• **TASK STATEMENT**
Omit all pictures, then retype exactly the lines from the one that contains "Where can the fog" through the end of the listing.

========

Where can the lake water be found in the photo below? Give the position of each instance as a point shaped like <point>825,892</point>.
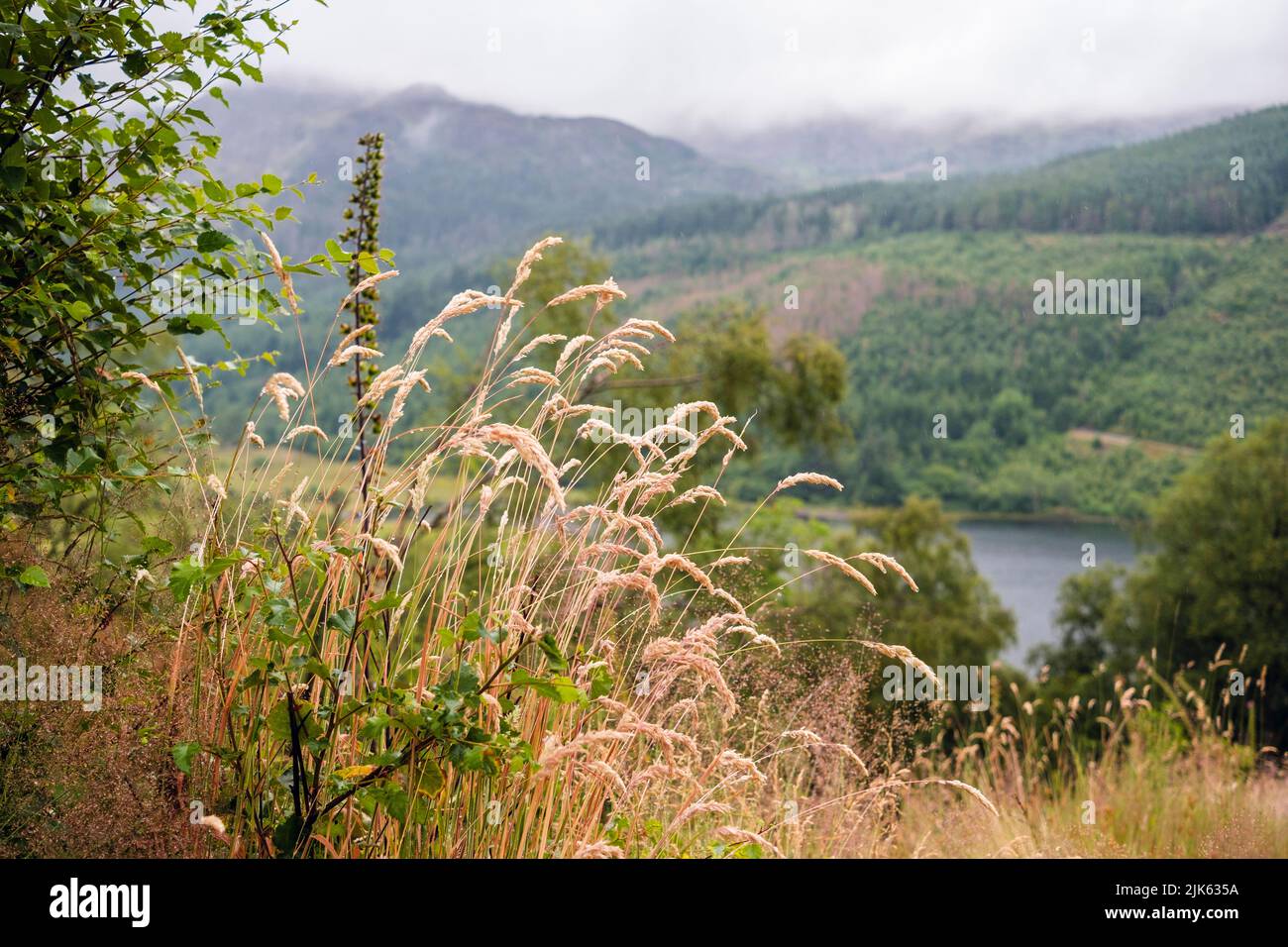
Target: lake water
<point>1026,562</point>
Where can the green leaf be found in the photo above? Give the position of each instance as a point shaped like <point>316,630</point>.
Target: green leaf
<point>184,575</point>
<point>184,754</point>
<point>34,575</point>
<point>211,241</point>
<point>342,621</point>
<point>550,648</point>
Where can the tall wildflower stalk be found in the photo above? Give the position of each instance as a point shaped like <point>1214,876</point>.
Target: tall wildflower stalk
<point>364,236</point>
<point>539,671</point>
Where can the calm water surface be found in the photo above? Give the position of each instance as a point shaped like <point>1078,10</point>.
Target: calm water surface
<point>1026,562</point>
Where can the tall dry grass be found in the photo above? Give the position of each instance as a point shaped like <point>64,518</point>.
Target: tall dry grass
<point>532,668</point>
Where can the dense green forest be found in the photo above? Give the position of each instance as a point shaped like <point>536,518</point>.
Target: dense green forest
<point>1041,414</point>
<point>1184,183</point>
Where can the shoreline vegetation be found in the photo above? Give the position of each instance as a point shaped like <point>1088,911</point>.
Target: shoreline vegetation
<point>402,591</point>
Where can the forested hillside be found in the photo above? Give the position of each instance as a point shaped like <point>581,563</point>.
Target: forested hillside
<point>1184,183</point>
<point>927,290</point>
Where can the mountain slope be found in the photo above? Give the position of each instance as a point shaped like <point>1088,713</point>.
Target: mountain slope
<point>845,150</point>
<point>1176,184</point>
<point>463,179</point>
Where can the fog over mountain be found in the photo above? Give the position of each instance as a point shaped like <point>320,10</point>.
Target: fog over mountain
<point>467,180</point>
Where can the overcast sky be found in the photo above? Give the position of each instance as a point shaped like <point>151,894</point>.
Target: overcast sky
<point>668,64</point>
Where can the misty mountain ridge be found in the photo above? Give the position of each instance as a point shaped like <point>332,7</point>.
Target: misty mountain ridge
<point>467,182</point>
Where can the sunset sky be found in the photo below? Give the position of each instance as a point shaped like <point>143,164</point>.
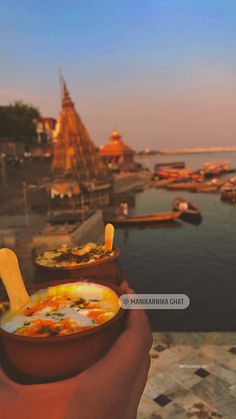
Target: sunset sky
<point>163,72</point>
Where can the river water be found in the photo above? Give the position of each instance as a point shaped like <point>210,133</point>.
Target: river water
<point>199,261</point>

========

• **EXERCISE ANSWER**
Where can the fog over mountain be found in the photo above? Give the position of each instance as a point shaped like <point>320,10</point>.
Target: fog over mountain
<point>467,180</point>
Where can the overcast sky be found in the photo above? Give the position of each instance as a point shaped like <point>151,894</point>.
Target: overcast sky
<point>668,64</point>
Where can the misty mountain ridge be found in the photo above? Give the position of each instance as a point shaped like <point>332,7</point>.
Target: misty mountain ridge
<point>467,182</point>
Where can the sunset sky be found in the photo below? Give the position of each instance as a point shaped like <point>143,164</point>.
Target: sunset sky
<point>163,72</point>
Where can the river water be found in the photo above? Give the position of each instance as a point shaped like <point>210,133</point>.
Target: river water
<point>199,261</point>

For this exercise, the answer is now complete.